## [Information shown]
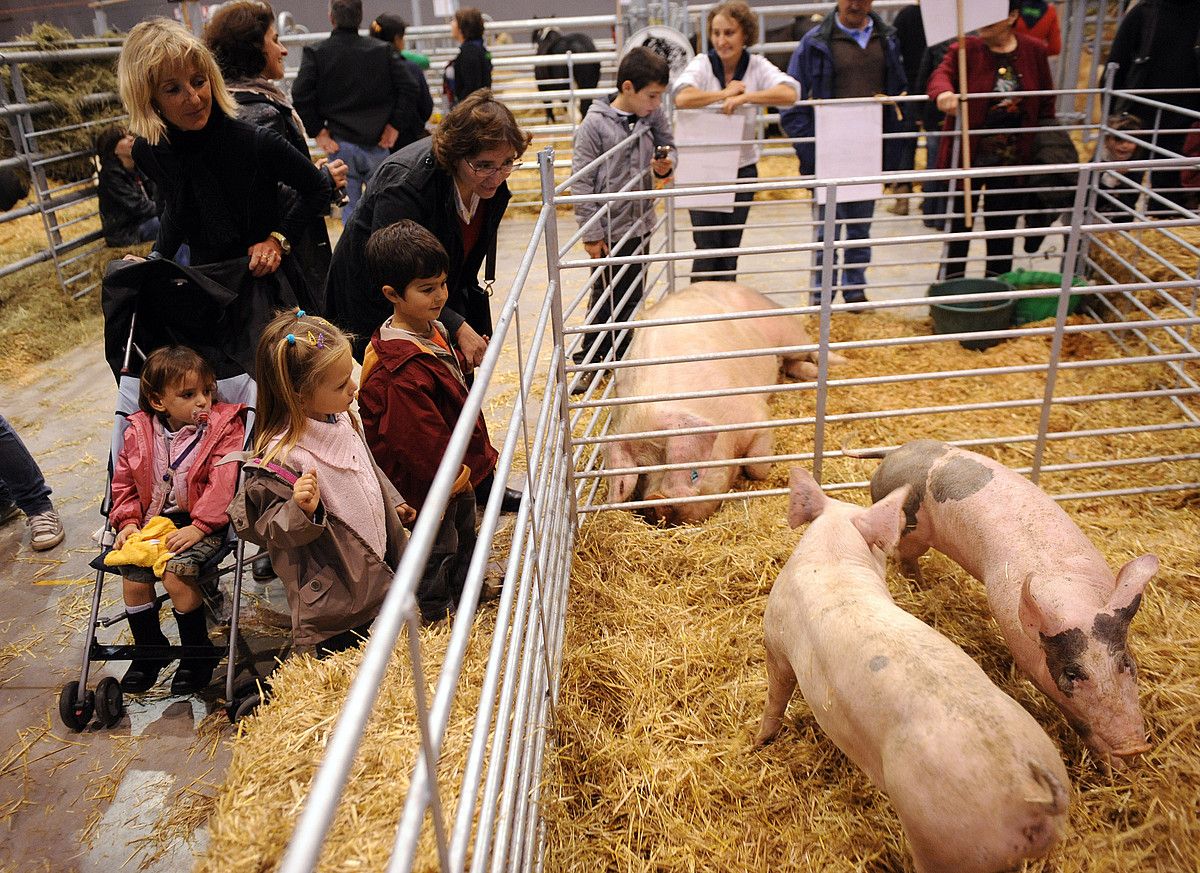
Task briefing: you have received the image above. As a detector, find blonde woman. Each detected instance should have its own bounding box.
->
[116,18,329,287]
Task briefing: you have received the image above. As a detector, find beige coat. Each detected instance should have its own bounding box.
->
[229,460,408,645]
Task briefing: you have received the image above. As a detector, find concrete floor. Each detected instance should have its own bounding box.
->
[0,194,1054,873]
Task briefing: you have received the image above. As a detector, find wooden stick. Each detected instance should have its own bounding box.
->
[958,0,973,230]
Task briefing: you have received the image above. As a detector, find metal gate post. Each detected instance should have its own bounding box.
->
[0,61,67,293]
[812,185,838,482]
[1030,167,1092,484]
[538,146,580,530]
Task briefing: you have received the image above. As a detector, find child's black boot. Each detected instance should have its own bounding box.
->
[121,603,170,694]
[170,606,221,694]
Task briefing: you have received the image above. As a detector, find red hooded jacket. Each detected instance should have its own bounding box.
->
[359,331,499,512]
[108,403,246,536]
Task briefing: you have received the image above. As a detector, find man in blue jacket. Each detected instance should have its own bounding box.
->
[780,0,908,305]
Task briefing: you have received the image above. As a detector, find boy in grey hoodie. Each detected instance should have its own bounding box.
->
[571,47,674,376]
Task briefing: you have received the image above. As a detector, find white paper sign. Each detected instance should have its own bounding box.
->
[920,0,1008,46]
[674,109,745,212]
[814,103,892,203]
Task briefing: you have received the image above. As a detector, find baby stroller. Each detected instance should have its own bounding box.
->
[59,258,295,731]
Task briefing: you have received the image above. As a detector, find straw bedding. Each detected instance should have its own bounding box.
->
[200,303,1200,873]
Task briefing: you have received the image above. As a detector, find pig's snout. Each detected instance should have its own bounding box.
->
[1111,742,1151,764]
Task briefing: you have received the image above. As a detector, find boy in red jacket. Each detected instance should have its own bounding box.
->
[359,218,497,621]
[108,345,246,694]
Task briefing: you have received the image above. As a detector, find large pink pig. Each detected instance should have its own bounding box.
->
[758,469,1070,873]
[605,282,845,524]
[859,440,1158,765]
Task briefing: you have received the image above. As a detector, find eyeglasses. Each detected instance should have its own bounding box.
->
[463,158,518,179]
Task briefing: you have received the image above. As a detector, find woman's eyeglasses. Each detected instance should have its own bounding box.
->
[464,158,518,179]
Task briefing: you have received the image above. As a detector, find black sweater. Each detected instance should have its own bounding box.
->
[325,138,510,354]
[133,107,329,264]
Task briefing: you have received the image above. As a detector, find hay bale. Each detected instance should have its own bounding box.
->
[0,24,119,182]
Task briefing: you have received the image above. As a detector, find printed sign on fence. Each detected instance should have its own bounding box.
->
[674,109,745,212]
[920,0,1008,46]
[814,103,892,203]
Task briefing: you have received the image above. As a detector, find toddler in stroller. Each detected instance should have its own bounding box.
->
[104,345,246,694]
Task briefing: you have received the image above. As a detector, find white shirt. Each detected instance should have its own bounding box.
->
[672,53,800,167]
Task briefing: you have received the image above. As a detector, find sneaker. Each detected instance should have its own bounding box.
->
[25,510,66,552]
[0,500,20,525]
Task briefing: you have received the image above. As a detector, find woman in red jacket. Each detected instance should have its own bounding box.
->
[928,0,1054,279]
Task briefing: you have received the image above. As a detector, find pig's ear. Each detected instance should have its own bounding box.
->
[853,484,912,554]
[787,466,829,528]
[1018,573,1062,643]
[604,440,637,504]
[1108,555,1158,619]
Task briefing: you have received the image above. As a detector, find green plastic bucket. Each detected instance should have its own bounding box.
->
[1000,270,1087,324]
[929,279,1015,351]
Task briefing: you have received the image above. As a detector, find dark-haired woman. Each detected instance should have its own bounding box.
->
[325,90,529,367]
[204,0,347,313]
[928,0,1054,279]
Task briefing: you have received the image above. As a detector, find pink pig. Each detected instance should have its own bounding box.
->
[605,282,845,524]
[757,469,1070,873]
[857,440,1158,765]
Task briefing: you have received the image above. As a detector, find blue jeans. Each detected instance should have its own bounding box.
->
[812,200,875,302]
[0,415,54,516]
[334,139,389,224]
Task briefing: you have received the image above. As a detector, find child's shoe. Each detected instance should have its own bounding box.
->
[121,604,170,694]
[170,606,221,694]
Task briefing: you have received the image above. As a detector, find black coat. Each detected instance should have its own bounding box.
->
[230,86,336,315]
[325,139,510,355]
[443,40,492,106]
[101,257,296,379]
[133,113,329,264]
[96,155,158,246]
[292,29,419,149]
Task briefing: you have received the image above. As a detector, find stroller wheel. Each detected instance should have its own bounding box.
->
[59,682,96,733]
[229,691,263,724]
[96,676,125,728]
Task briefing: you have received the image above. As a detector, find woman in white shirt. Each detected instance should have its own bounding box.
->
[674,0,800,282]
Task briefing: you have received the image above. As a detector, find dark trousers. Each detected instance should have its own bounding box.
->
[575,236,646,363]
[942,176,1028,279]
[416,490,475,621]
[0,415,54,516]
[688,164,758,282]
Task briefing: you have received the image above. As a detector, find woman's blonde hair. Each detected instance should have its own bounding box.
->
[116,18,238,145]
[708,0,758,48]
[254,309,352,463]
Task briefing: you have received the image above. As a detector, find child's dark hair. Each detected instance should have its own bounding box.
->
[138,345,217,416]
[366,218,450,296]
[617,46,671,91]
[96,125,125,163]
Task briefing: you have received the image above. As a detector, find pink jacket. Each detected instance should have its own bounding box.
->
[108,403,246,535]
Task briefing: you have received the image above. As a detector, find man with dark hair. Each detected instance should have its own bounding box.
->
[370,12,433,152]
[780,0,908,305]
[292,0,421,223]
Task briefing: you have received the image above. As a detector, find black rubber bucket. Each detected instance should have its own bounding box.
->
[929,279,1016,351]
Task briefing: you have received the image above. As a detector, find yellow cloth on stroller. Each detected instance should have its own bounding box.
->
[104,516,176,579]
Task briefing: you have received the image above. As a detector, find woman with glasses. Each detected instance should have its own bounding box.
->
[325,90,530,367]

## [Objective]
Rewrite only the records starting at the line containing "find woman's blonde" and ending at the line containing "[108,403,246,535]", requests included. Shift each bounding-box coordinate in the answers by adding 74.

## [Finished task]
Task briefing: you have received the image above. As a detector, find woman's blonde hair. Each detected instance should have its own bounding box.
->
[190,92,312,219]
[782,74,832,122]
[328,383,426,537]
Task briefing: you have received the image above. As a detector, find child's dark hair. Each detected instance should have its own bounding box.
->
[212,419,291,490]
[440,292,524,370]
[691,120,745,165]
[170,199,199,237]
Task briefing: you have received the image above. As a detector, find pink jacket. Each detected instance should have its own bounding box.
->
[182,477,320,609]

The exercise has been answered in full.